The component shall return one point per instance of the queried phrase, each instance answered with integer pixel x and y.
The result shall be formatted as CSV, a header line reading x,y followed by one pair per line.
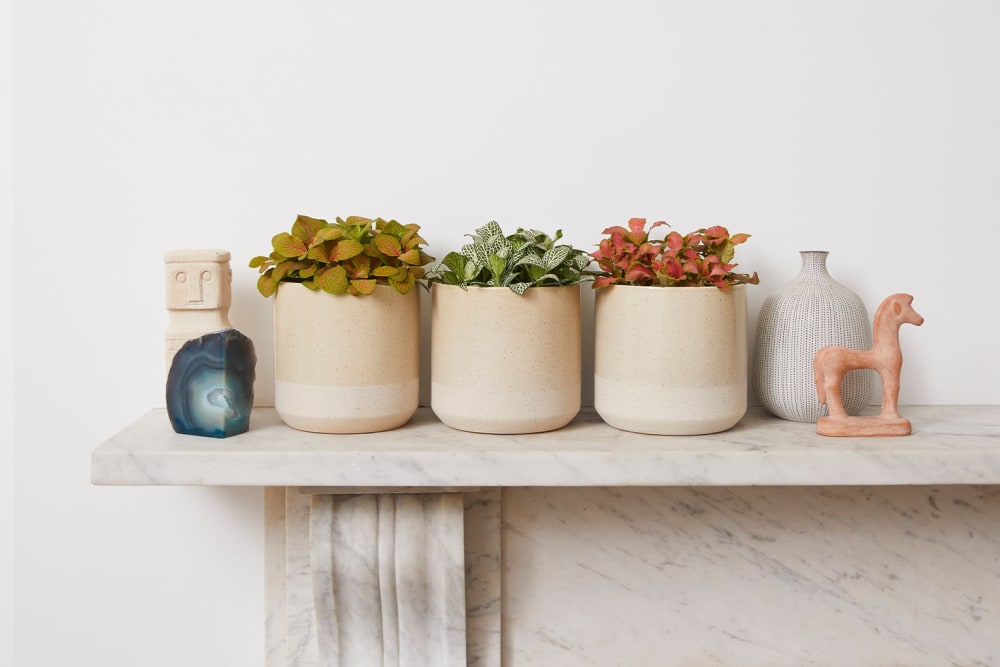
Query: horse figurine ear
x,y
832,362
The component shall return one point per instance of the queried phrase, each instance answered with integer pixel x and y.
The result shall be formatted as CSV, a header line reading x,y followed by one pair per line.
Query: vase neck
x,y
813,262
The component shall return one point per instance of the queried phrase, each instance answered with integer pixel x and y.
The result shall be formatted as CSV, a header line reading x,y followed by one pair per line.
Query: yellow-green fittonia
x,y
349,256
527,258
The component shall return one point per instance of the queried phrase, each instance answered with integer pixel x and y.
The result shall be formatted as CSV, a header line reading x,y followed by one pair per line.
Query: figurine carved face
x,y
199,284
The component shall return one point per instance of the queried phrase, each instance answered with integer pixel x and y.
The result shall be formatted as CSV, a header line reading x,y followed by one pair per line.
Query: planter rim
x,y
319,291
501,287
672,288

==

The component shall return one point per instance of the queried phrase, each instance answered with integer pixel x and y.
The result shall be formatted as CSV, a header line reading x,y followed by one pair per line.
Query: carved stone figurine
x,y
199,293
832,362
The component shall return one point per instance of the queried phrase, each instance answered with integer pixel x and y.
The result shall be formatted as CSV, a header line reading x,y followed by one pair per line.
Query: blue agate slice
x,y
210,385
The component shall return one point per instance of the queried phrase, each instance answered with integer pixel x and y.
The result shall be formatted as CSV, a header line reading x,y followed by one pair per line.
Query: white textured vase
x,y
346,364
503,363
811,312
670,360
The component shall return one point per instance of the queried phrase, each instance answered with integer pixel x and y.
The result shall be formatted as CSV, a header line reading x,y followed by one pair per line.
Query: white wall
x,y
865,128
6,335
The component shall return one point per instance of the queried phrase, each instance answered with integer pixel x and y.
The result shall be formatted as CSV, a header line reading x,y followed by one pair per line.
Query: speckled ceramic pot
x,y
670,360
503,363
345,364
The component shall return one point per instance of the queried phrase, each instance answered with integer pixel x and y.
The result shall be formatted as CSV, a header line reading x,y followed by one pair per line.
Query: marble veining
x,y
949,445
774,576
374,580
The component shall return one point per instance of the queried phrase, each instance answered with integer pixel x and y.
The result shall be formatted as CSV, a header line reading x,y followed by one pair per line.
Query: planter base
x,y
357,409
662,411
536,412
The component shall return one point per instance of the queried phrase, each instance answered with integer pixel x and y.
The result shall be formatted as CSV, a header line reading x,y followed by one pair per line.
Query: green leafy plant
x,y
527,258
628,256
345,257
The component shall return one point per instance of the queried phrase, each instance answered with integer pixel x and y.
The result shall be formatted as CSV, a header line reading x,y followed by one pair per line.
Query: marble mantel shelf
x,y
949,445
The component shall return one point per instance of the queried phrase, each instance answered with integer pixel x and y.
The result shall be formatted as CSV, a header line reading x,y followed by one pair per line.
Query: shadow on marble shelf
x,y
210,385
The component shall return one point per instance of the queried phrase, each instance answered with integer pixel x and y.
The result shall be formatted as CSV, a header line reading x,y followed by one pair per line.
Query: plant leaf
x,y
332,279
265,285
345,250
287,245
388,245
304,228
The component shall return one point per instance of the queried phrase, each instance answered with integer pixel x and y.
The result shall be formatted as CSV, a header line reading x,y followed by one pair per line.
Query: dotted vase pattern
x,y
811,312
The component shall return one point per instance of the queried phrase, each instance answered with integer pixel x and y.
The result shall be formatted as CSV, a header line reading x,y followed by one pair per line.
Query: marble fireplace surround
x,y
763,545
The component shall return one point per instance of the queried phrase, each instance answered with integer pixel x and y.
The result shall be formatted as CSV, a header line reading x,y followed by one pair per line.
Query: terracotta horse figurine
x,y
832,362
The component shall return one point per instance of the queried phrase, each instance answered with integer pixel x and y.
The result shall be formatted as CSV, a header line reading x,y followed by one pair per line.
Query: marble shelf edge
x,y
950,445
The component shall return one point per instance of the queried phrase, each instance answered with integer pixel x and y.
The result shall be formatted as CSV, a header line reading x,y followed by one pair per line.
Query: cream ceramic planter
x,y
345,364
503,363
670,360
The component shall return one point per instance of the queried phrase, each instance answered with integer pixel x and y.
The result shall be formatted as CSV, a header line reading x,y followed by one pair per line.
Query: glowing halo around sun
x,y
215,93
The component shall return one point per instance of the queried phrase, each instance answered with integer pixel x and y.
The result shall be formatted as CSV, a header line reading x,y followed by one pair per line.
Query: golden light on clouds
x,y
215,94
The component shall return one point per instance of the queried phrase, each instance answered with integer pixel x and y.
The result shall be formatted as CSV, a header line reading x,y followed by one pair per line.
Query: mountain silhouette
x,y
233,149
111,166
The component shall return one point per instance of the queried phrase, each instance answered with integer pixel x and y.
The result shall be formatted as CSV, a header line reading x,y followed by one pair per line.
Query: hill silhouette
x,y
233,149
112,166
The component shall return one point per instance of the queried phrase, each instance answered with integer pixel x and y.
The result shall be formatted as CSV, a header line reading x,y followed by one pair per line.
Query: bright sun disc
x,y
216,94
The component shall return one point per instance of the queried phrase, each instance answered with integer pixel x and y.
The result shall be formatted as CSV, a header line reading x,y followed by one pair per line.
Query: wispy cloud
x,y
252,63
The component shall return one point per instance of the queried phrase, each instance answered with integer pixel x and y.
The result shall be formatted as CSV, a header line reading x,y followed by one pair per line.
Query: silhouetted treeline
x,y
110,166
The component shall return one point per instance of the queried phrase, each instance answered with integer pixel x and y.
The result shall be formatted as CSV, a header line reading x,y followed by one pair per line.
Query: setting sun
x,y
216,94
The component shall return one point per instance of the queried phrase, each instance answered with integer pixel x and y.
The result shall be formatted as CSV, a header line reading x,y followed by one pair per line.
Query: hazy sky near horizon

* * *

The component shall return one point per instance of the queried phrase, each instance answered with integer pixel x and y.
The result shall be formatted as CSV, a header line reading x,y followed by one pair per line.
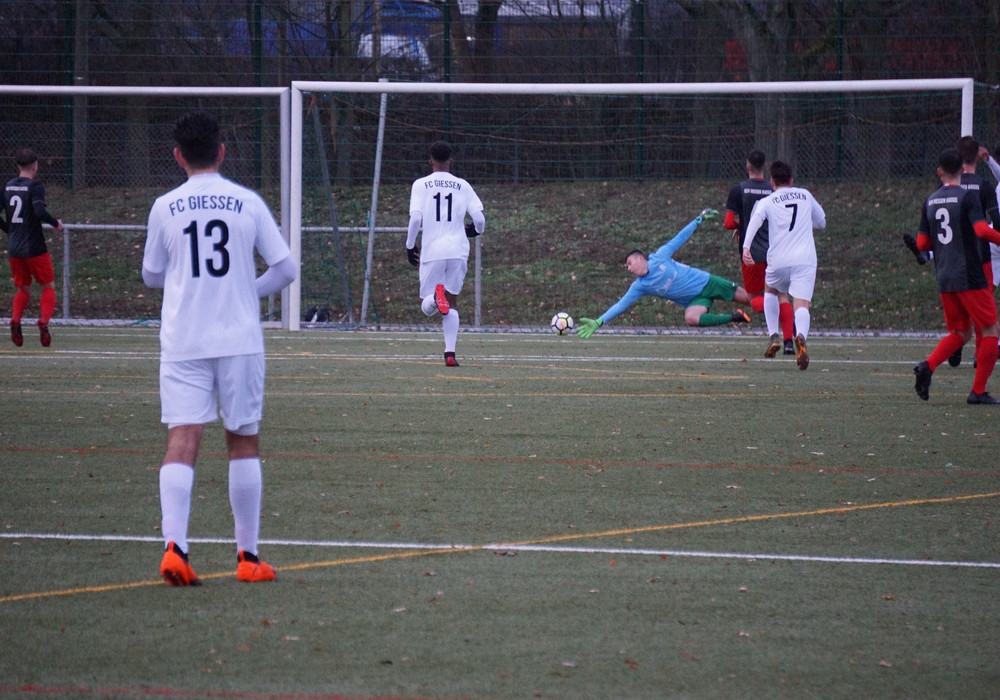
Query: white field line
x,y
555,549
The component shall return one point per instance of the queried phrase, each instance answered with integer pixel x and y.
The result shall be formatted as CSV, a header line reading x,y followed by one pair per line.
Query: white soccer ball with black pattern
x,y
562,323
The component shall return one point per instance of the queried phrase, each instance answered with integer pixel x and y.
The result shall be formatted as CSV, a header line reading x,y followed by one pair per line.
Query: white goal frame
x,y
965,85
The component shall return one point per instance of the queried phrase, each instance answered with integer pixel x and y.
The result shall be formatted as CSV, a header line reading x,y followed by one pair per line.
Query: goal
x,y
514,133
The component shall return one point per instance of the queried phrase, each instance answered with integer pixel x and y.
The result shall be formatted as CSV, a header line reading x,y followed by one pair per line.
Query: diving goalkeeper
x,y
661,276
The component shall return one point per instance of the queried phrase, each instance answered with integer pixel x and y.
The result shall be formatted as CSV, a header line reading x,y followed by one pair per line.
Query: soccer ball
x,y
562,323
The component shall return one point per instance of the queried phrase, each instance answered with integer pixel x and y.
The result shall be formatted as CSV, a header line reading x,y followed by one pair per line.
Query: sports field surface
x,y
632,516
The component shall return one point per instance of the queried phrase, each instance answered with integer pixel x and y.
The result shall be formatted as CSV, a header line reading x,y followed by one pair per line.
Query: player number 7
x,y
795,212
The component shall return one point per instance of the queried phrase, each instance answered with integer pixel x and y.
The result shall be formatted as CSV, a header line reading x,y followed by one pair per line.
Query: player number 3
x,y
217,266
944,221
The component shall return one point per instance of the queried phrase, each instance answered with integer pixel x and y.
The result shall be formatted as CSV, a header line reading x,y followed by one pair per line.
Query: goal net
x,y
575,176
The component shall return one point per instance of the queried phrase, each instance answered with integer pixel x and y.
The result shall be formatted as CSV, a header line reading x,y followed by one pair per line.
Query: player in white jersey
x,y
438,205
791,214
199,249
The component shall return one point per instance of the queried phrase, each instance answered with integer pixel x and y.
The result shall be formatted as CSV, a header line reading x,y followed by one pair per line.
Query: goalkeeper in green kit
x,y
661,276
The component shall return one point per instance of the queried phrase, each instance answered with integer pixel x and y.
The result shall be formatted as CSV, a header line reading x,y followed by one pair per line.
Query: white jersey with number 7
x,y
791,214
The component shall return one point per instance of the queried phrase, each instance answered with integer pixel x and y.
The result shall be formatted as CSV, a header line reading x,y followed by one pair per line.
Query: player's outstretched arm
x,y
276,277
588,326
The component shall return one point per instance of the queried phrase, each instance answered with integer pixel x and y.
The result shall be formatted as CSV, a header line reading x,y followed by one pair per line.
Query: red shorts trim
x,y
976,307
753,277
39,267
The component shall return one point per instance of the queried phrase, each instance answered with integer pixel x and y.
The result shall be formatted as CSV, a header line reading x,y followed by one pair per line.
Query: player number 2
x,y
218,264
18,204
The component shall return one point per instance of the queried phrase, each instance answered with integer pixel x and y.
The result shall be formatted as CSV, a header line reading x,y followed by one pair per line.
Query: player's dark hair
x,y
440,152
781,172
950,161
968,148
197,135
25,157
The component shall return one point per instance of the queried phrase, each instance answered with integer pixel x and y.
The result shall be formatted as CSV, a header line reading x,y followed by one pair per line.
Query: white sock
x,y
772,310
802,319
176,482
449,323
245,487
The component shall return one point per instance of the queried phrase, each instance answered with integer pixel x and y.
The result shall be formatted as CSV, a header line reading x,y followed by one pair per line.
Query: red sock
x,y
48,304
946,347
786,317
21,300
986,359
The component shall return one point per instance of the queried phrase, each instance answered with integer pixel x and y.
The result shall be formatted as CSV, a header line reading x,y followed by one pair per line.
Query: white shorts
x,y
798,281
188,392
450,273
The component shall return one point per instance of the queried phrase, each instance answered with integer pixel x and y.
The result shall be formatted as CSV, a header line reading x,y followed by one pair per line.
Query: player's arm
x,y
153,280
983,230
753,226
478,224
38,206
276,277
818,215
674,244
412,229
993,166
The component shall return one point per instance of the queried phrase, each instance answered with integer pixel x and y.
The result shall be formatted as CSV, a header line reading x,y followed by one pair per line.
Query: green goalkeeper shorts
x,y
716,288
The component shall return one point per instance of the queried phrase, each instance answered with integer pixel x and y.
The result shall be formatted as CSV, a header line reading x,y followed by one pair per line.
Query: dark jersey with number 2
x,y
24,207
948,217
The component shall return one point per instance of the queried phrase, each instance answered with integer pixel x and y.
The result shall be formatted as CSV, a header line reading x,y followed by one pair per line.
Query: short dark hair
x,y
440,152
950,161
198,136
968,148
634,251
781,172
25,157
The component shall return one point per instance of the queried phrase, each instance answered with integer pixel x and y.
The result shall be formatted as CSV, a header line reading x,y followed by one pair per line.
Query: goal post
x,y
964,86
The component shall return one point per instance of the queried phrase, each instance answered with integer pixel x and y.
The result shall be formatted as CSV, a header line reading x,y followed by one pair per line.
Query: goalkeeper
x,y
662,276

* _Task statement_
Report each line of the items above that contains the string "field", quoting every such line in full.

* _Output of the task_
Query: white field line
Query: sports field surface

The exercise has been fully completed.